======== SOURCE PASSAGE ========

Here's a picture o madelineusher on what was to be her first day of senior year at high school. Unfortunately, she fell prey to a stomach bug on the way in, and had to turn around and head home. Fortunately, it seems to have passed, so she'll have another shot at her first day tomorrow.
We watched Kurosawa's film Kagemusha last night. I had seen it previously, but it was 25 years ago; neither laurellady nor madelineusher had seen it before. It was even better than I remembered it, and we were all crying at the end. I can't recommend this film highly enough. Among its many other merits, the cinematography is just astonishing; shot after shot made me lose track of the plot as I drank in the sheer beauty of what I was seeing on the screen. We watched it in Japanese with English subtitles, with madelineusher providing a running commentary on nuances of language and culture she noticed which the subtitles didn't capture. I've been picking up bits and pieces of Japanese from her as she has been learning the language in school, and I had one of those breakthrough moments in language acquisition last night when I, too, noticed a mismatch between the dialog and the corresponding subtitles. Mine was tiny -- a character exclaimed "What?!" ("Nani?!") in the audio before asking a question about surprising news, but that didn't appear in the subtitles -- but I was inordinately proud of myself nonetheless. I'm very pleased that I got at least some of my dad's knack for languages.

======== DATA PROVIDED ========

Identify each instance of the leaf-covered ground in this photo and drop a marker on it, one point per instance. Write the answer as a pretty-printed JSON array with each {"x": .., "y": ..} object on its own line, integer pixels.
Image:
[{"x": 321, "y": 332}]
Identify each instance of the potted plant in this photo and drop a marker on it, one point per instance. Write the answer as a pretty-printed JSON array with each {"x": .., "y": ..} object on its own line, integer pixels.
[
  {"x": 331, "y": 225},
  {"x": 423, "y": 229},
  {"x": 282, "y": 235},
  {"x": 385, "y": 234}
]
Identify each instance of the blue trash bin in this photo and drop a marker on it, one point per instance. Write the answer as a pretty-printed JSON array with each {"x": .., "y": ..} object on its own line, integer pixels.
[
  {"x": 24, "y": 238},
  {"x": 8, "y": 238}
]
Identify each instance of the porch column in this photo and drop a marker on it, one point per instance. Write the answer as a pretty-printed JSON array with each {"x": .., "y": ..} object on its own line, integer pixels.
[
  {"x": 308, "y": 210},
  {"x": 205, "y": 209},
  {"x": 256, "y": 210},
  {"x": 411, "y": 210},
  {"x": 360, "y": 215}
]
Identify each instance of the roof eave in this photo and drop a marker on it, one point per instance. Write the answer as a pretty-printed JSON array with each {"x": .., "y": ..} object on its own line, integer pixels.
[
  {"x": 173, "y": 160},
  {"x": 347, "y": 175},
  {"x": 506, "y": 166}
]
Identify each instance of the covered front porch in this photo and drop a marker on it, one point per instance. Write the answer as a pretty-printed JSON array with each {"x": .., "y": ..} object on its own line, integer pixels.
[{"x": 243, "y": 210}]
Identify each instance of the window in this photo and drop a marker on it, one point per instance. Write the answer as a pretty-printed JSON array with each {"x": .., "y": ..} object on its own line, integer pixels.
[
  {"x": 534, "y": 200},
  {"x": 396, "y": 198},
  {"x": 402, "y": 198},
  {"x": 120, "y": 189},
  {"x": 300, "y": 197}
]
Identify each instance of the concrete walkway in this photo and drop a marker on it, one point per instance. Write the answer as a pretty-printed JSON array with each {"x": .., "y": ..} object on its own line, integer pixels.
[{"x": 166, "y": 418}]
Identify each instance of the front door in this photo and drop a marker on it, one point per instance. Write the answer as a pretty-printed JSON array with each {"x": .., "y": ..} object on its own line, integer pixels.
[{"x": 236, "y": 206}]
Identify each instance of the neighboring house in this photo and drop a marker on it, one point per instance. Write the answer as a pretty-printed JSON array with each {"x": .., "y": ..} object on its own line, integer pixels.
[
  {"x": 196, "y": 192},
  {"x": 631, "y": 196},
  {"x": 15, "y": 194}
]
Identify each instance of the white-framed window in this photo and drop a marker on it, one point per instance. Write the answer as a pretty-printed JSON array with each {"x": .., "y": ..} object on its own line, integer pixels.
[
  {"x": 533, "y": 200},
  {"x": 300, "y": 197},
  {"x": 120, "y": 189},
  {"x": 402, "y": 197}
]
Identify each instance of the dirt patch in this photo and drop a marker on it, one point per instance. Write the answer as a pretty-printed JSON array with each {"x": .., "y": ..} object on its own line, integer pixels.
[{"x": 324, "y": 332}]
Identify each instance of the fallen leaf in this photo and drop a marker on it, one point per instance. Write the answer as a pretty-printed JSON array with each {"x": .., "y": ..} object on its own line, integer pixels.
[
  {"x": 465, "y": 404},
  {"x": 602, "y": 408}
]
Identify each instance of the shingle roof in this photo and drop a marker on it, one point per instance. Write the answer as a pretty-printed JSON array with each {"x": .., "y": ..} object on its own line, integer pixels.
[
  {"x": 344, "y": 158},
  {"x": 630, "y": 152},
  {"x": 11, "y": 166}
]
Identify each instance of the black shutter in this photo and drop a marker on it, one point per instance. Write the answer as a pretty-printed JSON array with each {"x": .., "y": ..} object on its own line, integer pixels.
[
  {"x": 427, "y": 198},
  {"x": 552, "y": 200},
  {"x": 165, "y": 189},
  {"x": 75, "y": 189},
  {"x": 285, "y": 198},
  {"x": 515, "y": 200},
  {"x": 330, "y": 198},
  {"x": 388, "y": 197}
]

========

TASKS TO CARRY OUT ▸
**A)** Translate this sentence from the post about watching Kagemusha into Spanish: "It was even better than I remembered it, and we were all crying at the end."
**B)** Carry on the post about watching Kagemusha past its last sentence, adding one more paragraph in the same first-person voice.

RESULTS ▸
**A)** Fue incluso mejor de lo que la recordaba, y todos estábamos llorando al final.

**B)**
madelineusher got her latest AP test scores in the mail yesterday: US History: 5 Calculus B/C: 5 Chemistry: 4
She almost backed out of taking the calculus test because she didn't feel prepared for it. I guess she picked up that "I'm a fraud" gene from me...sorry, kid. These scores, combined with her previous 5/5/4 triplet from last summer, qualify her as an "AP Scholar with Distinction", the highest category you can get based on AP scores that doesn't narrow down to a single individual per state/gender combination. And I thought we were getting a lot of mail from colleges before... Now the white-knuckle wait is to see whether she makes it into the upper tier of the National Merit Scholar program. That would unlock a whole lot of college scholarship money, which would be of great help sending her somewhere with ivy rather than aluminum siding on the walls. Meanwhile, in non-family news, attendance for my "Gnostic Boot Camp" session at LVX last night was gratifyingly large. After a couple of years when no more than half a dozen people showed up for these, suddenly we're packing the room every month. I guess persistence pays off. The discussion (concerning the Collects of the Gnostic Mass) was extremely productive and a lot of fun. It's amazing how refreshing doing the actual work can be after a few days of reading rants on LJ. Tonight I'm going to go see A Scanner Darkly with anubis75 and lady_saffir. I love the book, so I'm praying the movie lives up to it. Reviewers I trust have been praising it, so I'm optimistic. I'll post a review tomorrow.